* _Task_:
Once the pictures are set aside, reproduce the remaining data exactly.

Data items
◇ ◇ ◇
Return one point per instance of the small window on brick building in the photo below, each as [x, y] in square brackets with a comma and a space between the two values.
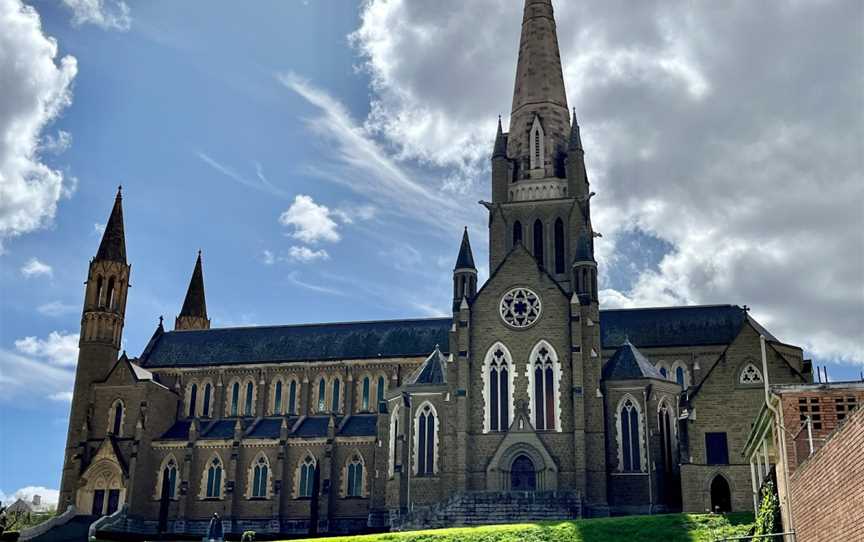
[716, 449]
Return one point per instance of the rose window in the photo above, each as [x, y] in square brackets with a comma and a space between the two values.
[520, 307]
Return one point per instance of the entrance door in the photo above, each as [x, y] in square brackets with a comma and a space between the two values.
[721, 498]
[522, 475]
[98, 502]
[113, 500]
◇ ◇ ◇
* _Written solution_:
Return one point per instance of the small window on brick building in the photo below, each as [x, y] in square brackets with a comma and a space between the two values.
[716, 449]
Return one point per instance of the rose window in the photo above, each as [x, y] in square brackets with a comma and a space between the two values.
[520, 307]
Return one point per instance of the entrance door in the photo above, each as [x, y] in square brackets with a comma and a space between the two values.
[721, 498]
[522, 475]
[98, 502]
[113, 500]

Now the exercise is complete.